**TASKS TO COMPLETE:**
(1) From the tax planning article below, extract the part that opens with the words containing "Should I Use" and closes with "Planning Be Done?".
(2) Answer these questions using the tax planning article below:
(a) For how many years has the author provided tax planning to clients?
(b) How often should tax planning be done?
(c) Which two months are described as especially horrible for most businesses?

The evolving tax landscape has led to changes to certain deductions for clients. In this article, tax guru Craig Smalley offers some tax tips to put tax-free money in your clients' pockets, as well as some best practices from his years as a tax planner.

I have provided tax planning to clients for the past 15 years. There are many ways to do tax planning; however, finding ways to put tax-free money into my clients’ hands has been the best approach. Here are some tips to help you do the same for your clients.

Should I Use Tax Planning Software?

When I first started doing tax planning, software programs that did this ancillary service did not exist. Today, there are several programs that will do tax planning. However, not all of these programs are up to par with my needs. Most provide only mathematical feedback, without any accompanying advice, similar to tax software. This is why I don’t use any software to do tax planning.

When Should Tax Planning Be Done?

First, tax planning should be done once a quarter. If your specialty is taxation, you should be providing advice to your client. For example, if you are merely doing accounting work for a client and sending them financial statements, the client likely doesn’t understand what you are sending them. Fewer than one percent of clients will even look at what you are sending them because they don’t know what it means.

Some people wait until the end of the year to do tax planning. However, the reality is that every business has cash flow issues. November and December especially are horrible for most businesses, unless they are retail. Therefore, your client may not have the cash to implement what you tell them to do.

A Misconception in Tax Planning

There is one theory among tax planning that is incorrect. Most people know that you can use the Section 179 deduction for any equipment that was bought in any year, provided it doesn’t exceed taxable profit. Further, you can use bonus depreciation, provided the equipment commences with the taxpayer.

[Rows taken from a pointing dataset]
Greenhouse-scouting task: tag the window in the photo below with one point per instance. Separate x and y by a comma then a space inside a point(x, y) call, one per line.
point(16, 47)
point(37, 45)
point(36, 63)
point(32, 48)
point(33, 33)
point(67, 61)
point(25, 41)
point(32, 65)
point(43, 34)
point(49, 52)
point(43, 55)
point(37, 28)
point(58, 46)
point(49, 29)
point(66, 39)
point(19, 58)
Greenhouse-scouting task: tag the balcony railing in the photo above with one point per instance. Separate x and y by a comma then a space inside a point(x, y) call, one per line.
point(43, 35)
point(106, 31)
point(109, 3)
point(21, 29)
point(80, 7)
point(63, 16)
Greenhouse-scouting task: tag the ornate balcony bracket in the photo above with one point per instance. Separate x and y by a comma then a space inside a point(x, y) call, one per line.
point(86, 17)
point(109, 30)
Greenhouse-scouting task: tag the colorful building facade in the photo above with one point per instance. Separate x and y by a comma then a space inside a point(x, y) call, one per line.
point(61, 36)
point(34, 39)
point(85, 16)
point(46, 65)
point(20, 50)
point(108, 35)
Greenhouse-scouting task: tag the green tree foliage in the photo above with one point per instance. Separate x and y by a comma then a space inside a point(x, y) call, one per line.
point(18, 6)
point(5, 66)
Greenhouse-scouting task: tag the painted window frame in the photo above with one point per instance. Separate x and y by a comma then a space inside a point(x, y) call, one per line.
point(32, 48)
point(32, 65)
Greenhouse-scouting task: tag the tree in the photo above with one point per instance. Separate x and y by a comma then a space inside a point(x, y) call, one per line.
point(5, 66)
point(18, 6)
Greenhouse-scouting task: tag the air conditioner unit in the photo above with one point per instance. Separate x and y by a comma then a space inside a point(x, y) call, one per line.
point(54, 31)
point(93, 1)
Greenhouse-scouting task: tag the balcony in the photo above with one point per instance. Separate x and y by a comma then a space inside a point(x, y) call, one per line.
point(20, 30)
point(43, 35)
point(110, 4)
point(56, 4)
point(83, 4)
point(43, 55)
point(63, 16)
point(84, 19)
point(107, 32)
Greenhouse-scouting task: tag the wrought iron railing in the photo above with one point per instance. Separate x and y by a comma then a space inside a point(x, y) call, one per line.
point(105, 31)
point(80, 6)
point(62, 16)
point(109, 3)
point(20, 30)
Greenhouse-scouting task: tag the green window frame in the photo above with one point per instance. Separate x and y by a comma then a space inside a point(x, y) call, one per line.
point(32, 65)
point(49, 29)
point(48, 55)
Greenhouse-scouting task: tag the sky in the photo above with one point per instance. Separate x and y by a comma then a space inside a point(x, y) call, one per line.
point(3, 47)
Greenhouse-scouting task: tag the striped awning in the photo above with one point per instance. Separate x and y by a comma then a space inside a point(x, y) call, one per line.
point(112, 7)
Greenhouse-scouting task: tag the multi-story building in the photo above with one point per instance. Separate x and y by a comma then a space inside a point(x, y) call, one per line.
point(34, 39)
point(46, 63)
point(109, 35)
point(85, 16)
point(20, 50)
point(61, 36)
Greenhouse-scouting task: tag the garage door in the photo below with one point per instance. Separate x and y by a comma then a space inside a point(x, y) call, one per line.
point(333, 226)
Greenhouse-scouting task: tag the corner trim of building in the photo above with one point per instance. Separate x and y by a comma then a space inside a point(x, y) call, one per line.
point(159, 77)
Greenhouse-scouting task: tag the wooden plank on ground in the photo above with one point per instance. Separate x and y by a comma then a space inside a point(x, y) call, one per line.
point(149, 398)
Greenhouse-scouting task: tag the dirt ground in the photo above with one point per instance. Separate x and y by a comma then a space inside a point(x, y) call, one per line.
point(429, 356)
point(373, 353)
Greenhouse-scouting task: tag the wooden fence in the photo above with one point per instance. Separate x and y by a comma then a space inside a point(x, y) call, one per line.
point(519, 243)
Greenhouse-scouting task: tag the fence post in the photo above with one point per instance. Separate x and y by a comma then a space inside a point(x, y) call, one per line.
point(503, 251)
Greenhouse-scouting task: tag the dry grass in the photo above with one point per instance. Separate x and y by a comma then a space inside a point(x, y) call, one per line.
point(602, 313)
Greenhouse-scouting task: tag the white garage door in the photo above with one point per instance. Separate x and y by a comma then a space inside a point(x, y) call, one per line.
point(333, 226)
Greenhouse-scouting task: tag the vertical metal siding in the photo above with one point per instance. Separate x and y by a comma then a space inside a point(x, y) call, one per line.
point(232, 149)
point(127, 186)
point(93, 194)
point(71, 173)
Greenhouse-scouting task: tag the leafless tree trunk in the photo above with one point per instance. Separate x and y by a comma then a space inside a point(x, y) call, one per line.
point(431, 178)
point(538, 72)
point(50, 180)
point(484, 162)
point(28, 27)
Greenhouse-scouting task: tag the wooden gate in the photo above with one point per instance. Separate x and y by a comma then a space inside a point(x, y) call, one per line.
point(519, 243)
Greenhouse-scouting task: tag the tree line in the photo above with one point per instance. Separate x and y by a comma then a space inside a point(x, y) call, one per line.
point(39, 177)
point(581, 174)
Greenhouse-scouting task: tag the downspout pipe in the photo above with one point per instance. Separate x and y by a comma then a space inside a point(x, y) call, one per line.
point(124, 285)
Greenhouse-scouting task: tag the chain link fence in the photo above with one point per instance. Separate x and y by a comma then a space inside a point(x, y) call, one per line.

**EXPECTED RESULTS:**
(1)
Should I Use Tax Planning Software?

When I first started doing tax planning, software programs that did this ancillary service did not exist. Today, there are several programs that will do tax planning. However, not all of these programs are up to par with my needs. Most provide only mathematical feedback, without any accompanying advice, similar to tax software. This is why I don’t use any software to do tax planning.

When Should Tax Planning Be Done?

(2)
(a) 15 years.
(b) Once a quarter.
(c) November and December.